*Tarefa A:*
Reproduza fielmente o trecho do texto fornecido que vai de "Em entrevista à" a "que essa divisão?".
*Tarefa B:*
Segundo o texto fornecido, em que ponto-chave o Brasil pecou ao se preparar para a pandemia?

*Texto fornecido:*

++++++++++++++++++++

A pandemia escancarou uma crise comportamental, sanitária e econômica, segundo o economista Thomas Conti
Comportamental, sanitária e econômica. Esta é a crise tripla que se instaurou no mundo todo por conta do novo coronavírus, segundo o professor de economia do Insper Thomas Conti, que publicou um estudo analisando, pela ótica econômica, as respostas dadas à pandemia.
Em sua avaliação, o Brasil poderia ter aproveitado a vantagem de o vírus ter se originado na Ásia para se preparar melhor, mas pecou em um ponto-chave: a comunicação honesta com a população.
Esse erro, segundo o economista, pode levar o país para uma “tragédia de grandes proporções” nas três variáveis da crise tripla.
“Não existe nenhuma alternativa para as políticas públicas que não dependa invariavelmente do compromisso e convencimento da população. Sem isso, não há nenhuma estratégia sanitária ou econômica que possa dar certo”, diz.
Em entrevista à EXAME, Conti fala sobre a urgência de um alinhamento de discurso entre os governantes do país e a incerteza sobre a magnitude da crise econômica, além de destacar que as consequências no futuro dependem das decisões tomadas agora.
Leia os principais trechos da entrevista:
O seu artigo classifica a pandemia de coronavírus como uma crise tripla. Por que essa divisão?

++++++++++++++++++++

*Listagem de dados:*

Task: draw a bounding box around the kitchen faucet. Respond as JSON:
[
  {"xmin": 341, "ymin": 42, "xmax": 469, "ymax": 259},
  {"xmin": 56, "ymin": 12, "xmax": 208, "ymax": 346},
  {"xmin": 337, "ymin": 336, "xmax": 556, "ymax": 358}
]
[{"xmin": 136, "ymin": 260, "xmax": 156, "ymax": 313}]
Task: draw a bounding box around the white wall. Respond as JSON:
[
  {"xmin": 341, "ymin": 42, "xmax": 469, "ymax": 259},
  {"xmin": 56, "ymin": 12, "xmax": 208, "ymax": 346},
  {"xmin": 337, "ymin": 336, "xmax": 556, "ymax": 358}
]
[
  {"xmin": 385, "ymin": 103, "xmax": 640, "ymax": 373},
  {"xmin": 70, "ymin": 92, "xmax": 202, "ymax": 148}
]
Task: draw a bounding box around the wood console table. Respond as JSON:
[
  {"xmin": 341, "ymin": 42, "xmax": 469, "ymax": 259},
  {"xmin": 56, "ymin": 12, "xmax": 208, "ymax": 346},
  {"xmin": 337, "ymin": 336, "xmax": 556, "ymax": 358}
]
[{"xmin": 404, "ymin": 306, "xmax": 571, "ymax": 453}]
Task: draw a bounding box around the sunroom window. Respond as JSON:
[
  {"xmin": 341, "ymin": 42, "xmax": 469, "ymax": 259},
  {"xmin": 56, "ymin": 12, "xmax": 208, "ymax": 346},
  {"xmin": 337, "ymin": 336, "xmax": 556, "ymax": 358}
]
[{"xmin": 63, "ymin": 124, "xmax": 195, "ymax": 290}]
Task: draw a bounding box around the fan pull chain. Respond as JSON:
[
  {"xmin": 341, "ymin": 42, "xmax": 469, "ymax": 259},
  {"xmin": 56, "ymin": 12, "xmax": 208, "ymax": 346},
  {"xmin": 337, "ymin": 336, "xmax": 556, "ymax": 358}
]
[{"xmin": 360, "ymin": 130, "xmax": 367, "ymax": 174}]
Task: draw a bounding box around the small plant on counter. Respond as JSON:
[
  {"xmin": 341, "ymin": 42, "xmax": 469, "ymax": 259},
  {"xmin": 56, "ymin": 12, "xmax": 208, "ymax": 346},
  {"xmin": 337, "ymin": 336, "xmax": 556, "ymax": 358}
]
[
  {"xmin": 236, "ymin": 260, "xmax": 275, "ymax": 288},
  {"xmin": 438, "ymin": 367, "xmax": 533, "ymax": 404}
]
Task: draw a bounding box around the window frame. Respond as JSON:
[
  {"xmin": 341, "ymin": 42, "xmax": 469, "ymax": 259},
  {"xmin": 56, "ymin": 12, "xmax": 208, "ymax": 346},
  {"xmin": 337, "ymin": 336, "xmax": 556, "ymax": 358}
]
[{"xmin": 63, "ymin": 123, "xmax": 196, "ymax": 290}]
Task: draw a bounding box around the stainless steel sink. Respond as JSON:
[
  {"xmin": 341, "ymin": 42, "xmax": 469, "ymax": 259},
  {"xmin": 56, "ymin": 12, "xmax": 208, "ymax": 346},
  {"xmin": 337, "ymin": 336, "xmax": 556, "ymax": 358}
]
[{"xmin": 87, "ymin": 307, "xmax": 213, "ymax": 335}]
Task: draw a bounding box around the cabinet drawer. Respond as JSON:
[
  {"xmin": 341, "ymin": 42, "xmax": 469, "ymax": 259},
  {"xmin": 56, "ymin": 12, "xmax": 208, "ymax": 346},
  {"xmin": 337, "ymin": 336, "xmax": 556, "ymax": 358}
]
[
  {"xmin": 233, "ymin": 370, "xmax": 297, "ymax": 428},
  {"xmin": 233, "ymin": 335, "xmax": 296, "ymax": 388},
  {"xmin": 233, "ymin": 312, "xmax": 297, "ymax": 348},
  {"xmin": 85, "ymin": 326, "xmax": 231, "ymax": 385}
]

++++++++++++++++++++

*Resultado A:*
Em entrevista à EXAME, Conti fala sobre a urgência de um alinhamento de discurso entre os governantes do país e a incerteza sobre a magnitude da crise econômica, além de destacar que as consequências no futuro dependem das decisões tomadas agora.
Leia os principais trechos da entrevista:
O seu artigo classifica a pandemia de coronavírus como uma crise tripla. Por que essa divisão?

*Resultado B:*
Na comunicação honesta com a população.